> _AUFGABEN_:
- 1) Entscheide, ob die Aussagen (a) bis (c) mit dem Seitenauszug übereinstimmen, und belege jedes Ja oder Nein mit einem wörtlichen Zitat. (a) Julia war früher Grundschulrektorin. (b) Julia legte den Garten Anfang 1981 an. (c) Das Gericht gab John die alleinige Schuld an dem Unfall.
- 2) Beantworte die folgenden Fragen zum Seitenauszug jeweils kurz und kennzeichne die Antworten mit denselben Buchstaben.
(a) Wie alt war Julia Mavimbela Anfang 1981?
(b) In welcher Richtung von Johannesburg liegt Soweto?
(c) Wie kam Julias Mann John ums Leben?

> _SEITENAUSZUG_:

Kapitel 21
Ein Samenkorn der Liebe
Anfang 1981 betrieb die dreiundsechzigjährige Julia Mavimbela in Soweto – einer Township mit über einer Million schwarzer Einwohner westlich von Johannesburg – in der Nähe ihrer Wohnung einen Gemeinschaftsgarten. Julia war Grundschulrektorin gewesen und hatte den Garten einige Jahre zuvor angelegt, um den jungen Leuten in der Township zu helfen, die mit der Apartheid – der in Südafrika geltenden Politik der Rassentrennung – zurechtkommen mussten.
Als Schwarze wusste sie aus erster Hand, wie schwierig es war, unter einem solchen Regime zu leben. Vor dem Gesetz wurden Schwarze herabgewürdigt und als Bürger zweiter Klasse behandelt. Jahrzehntelang hatte die Regierung jedem schwarzen Südafrikaner aufgezwungen, ein Ausweisheft mit sich zu führen, in dem verzeichnet war, wohin der Betreffende gehen durfte und wohin nicht. Wurde ein Schwarzer zur falschen Tageszeit in einem den Weißen vorbehaltenen Viertel angetroffen, lief er Gefahr, verprügelt, verhaftet oder gar getötet zu werden.
In jungen Jahren hatte Julia ihr multiethnisch geprägtes Viertel in Johannesburg verlassen und nach Soweto ziehen müssen, wo nur Schwarze lebten. Jetzt beobachtete sie, wie junge Leute gegen diese Ungerechtigkeiten aufbegehrten, und sie sorgte sich darum, dass in ihrem Herzen die Verbitterung zunehmen könne. Mit ihrem Garten hoffte sie, ihnen beibringen zu können, wie sie ihre Wut hinter sich lassen konnten, bevor sie und ihre Angehörigen ernsthaft Schaden nahmen.
„Schaut her“, erklärte sie gern, „der Boden hier ist fest und hart. Stechen wir aber einen Spaten oder eine Gabel hinein, brechen wir ihn auf und erhalten große Klumpen. Zerkleinern wir dann die großen Klumpen und setzen ein Samenkorn hinein, fängt es an zu wachsen.“
Sie wollte, dass die jungen Leute ihr Beispiel vom harten Boden verinnerlichten. „Lasst uns den Boden der Bitterkeit umgraben, ein Samenkorn der Liebe pflanzen und dann sehen, welche Frucht wir bekommen“, pflegte sie ihnen zu sagen. „Liebe kann erst entstehen, wenn man vergibt.“
Was Vergebungsbereitschaft betraf, musste Julia auch noch dazulernen. Jahrzehnte zuvor war ihr Mann John bei einer Frontalkollision mit einem Fahrzeug, an dessen Steuer ein Weißer saß, ums Leben gekommen. Als Julia auf dem Polizeirevier seine Sachen abholen wollte, stellte sie fest, dass das Geld, das er zum Zeitpunkt des Unfalls bei sich gehabt hatte, gestohlen worden war. Sie war davon überzeugt, dass John den Unfall gar nicht verursacht hatte. Dennoch hatte das aus Weißen bestehende Gericht ihm die alleinige Schuld dafür gegeben.

[Datensatzeinträge]
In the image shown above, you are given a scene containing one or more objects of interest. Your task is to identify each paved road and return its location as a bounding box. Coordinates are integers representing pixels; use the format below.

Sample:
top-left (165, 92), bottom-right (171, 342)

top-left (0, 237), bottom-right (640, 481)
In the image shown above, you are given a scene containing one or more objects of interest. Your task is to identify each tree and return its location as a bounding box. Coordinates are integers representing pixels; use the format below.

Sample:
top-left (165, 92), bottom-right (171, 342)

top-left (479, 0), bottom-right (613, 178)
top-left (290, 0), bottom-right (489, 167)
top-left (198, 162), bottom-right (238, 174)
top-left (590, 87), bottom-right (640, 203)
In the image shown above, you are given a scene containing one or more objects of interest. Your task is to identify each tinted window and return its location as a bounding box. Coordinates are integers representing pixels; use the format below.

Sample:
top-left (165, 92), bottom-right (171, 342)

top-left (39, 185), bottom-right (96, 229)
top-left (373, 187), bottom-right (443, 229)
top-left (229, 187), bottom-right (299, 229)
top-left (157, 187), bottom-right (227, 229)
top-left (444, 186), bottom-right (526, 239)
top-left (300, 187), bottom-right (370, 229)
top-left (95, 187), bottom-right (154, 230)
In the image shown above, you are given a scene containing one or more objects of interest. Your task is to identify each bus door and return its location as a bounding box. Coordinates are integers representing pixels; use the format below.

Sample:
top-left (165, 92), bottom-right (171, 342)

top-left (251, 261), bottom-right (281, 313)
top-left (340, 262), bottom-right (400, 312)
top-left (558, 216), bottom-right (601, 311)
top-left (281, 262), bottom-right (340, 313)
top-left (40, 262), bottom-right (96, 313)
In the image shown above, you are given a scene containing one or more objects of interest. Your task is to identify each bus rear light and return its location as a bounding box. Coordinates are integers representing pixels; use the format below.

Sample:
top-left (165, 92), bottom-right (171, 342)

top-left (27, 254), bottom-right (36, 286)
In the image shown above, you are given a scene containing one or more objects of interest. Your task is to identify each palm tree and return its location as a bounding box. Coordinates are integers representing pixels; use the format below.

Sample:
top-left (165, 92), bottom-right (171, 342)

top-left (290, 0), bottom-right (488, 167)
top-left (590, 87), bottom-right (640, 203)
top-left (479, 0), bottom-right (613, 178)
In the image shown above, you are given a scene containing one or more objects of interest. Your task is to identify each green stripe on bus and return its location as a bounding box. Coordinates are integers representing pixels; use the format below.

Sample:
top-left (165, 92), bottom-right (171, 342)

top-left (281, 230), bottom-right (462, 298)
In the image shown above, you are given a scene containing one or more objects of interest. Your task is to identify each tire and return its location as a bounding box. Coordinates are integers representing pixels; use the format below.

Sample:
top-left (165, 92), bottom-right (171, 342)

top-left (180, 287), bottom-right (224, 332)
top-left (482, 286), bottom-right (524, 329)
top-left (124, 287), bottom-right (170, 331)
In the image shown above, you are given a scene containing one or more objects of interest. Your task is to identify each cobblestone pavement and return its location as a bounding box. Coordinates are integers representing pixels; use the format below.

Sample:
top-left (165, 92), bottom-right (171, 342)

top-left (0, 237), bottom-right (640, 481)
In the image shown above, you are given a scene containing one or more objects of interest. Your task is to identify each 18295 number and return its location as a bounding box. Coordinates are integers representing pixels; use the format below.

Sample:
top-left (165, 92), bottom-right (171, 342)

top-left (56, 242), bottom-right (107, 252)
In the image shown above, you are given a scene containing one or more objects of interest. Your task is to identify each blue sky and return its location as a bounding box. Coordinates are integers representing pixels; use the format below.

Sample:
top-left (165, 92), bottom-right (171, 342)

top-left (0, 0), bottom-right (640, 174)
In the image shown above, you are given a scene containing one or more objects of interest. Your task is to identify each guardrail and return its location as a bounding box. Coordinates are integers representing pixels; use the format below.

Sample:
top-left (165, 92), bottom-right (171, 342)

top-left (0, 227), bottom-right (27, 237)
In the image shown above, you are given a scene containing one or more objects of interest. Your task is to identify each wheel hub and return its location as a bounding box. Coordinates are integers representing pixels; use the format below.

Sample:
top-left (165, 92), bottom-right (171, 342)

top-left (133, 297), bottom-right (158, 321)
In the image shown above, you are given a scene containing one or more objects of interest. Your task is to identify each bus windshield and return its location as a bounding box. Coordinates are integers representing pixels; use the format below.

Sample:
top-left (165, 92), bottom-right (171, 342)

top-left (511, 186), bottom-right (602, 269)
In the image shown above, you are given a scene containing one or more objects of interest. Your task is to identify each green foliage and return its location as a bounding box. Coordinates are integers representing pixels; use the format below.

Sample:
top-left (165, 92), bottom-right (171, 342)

> _ANTWORTEN DER REIHE_:
- 1)
(a) Ja: „Julia war Grundschulrektorin gewesen“
(b) Nein: „hatte den Garten einige Jahre zuvor angelegt“
(c) Ja: „hatte das aus Weißen bestehende Gericht ihm die alleinige Schuld dafür gegeben“

- 2)
(a) Sie war dreiundsechzig Jahre alt.
(b) Westlich von Johannesburg.
(c) Bei einer Frontalkollision mit einem Fahrzeug, an dessen Steuer ein Weißer saß.